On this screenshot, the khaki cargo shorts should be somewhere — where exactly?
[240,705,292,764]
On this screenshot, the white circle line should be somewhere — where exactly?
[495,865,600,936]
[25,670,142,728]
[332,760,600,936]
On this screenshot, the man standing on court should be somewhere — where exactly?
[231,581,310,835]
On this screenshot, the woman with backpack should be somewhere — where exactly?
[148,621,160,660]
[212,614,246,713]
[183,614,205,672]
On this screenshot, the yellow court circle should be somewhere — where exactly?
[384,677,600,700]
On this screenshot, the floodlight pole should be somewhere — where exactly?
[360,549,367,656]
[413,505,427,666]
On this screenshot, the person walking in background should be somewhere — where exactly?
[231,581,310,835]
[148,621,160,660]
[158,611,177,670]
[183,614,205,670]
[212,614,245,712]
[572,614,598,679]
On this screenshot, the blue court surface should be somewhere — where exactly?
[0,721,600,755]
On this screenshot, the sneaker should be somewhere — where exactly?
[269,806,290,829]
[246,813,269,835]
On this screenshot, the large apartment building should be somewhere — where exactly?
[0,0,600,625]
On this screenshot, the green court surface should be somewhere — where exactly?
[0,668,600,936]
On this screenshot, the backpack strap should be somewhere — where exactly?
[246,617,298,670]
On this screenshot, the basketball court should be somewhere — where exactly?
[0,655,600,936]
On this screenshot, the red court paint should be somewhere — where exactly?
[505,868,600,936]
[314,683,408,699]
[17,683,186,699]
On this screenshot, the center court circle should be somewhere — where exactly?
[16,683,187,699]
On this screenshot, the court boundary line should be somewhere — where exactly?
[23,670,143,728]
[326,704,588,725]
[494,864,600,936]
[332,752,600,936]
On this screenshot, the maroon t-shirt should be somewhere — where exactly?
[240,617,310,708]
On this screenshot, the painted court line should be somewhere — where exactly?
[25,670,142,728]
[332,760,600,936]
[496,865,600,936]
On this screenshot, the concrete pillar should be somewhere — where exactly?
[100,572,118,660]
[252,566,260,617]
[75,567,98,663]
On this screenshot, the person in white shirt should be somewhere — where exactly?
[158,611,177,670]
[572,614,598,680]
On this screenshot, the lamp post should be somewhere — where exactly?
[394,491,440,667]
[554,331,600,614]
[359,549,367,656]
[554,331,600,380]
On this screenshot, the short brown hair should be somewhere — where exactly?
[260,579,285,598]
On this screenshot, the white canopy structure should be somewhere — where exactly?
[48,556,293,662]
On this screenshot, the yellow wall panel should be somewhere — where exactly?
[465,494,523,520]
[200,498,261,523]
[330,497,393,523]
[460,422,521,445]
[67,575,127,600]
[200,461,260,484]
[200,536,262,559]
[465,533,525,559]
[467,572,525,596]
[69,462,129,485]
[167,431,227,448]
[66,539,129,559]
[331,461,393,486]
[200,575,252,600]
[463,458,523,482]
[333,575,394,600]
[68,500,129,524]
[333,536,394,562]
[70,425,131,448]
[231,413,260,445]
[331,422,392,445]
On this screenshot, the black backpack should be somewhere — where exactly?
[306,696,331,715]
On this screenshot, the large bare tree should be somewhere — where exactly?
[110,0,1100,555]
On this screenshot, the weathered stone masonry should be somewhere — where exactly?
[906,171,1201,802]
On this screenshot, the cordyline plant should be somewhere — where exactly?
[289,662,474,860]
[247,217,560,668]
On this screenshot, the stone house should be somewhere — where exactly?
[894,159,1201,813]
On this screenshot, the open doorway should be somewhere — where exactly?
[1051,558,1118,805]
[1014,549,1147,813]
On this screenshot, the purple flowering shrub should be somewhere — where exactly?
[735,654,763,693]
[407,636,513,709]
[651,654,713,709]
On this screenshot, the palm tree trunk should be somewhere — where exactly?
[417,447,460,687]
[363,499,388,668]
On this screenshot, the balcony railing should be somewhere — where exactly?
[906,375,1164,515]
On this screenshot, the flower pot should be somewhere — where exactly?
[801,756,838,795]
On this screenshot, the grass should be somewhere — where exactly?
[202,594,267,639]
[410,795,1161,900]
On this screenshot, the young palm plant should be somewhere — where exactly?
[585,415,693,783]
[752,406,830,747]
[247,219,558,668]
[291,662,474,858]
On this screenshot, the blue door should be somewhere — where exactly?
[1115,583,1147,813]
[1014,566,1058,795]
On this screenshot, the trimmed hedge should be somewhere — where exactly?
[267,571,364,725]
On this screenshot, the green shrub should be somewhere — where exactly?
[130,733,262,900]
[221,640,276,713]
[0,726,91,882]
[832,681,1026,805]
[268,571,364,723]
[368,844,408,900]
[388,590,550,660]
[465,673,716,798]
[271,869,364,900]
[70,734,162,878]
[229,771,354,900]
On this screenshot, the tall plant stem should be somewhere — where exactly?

---------------

Оформите как JSON-список строковых значений строки, начиная с первой строки данных и заканчивая строкой, содержащей "[0,0,600,625]", включительно. Каждой строке отводится одно значение, пустые строки не включайте.

• [РЕШЕНИЕ УПРАЖНЕНИЯ]
[
  "On this screenshot, the khaki cargo shorts should be somewhere — where exactly?",
  "[240,705,292,764]",
  "On this screenshot, the white circle line should be somewhere — where exactly?",
  "[495,865,600,936]",
  "[25,670,142,728]",
  "[332,760,600,936]",
  "On this screenshot, the man standing on court should be somewhere — where exactly?",
  "[231,581,310,835]",
  "On this screenshot, the woman with backpack should be somewhere — where exactly?",
  "[148,621,160,660]",
  "[212,614,246,713]",
  "[183,614,205,672]",
  "On this screenshot, the yellow court circle should be somewhere — where exactly?",
  "[384,677,600,700]",
  "On this screenshot, the floodlight pole should be somewhere — where exactly?",
  "[360,549,367,656]",
  "[413,505,427,666]",
  "On this screenshot, the person walking in background should be somewhere — where exactly?",
  "[231,581,310,835]",
  "[148,621,160,660]",
  "[158,611,177,670]",
  "[183,614,205,670]",
  "[212,614,245,712]",
  "[572,614,598,679]",
  "On this screenshot, the blue court surface should be somewhere — where exactly?",
  "[0,721,600,755]",
  "On this screenshot, the sneaker should be somewhere — where exactly?",
  "[269,806,290,829]",
  "[246,813,269,835]",
  "On this screenshot, the large apartment building should be somewhere — where exactly?",
  "[0,0,600,625]"
]